What this task involves: In the listing that follows, copy out each line that includes the word "tank".

Data shown:
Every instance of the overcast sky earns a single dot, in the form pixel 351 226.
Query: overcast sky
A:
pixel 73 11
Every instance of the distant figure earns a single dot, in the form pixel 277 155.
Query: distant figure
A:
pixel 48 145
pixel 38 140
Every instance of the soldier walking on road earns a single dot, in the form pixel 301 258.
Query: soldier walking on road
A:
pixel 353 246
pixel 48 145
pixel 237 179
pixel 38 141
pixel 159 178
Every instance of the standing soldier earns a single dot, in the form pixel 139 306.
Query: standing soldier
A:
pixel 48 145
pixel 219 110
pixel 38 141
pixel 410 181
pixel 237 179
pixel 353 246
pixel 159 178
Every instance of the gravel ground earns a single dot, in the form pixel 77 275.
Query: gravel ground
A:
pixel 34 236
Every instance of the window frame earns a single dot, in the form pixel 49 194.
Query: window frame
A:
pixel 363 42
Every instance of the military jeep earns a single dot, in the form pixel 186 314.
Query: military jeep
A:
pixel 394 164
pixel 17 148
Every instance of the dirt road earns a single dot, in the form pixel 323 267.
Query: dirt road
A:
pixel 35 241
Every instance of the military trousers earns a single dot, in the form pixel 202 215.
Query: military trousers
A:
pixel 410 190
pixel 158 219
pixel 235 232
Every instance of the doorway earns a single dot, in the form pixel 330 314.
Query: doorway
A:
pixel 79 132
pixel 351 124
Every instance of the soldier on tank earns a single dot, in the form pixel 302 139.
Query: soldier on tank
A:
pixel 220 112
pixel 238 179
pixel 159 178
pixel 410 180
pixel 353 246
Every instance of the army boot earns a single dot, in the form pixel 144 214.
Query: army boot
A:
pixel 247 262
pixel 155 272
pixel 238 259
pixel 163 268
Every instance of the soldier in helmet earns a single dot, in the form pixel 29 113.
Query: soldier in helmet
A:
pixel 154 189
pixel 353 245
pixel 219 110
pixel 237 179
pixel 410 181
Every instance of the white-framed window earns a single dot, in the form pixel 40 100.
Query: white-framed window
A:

Solution for this task:
Every instance of the soldier on tank earns a single dot, in the form pixel 302 139.
Query: soldier on tank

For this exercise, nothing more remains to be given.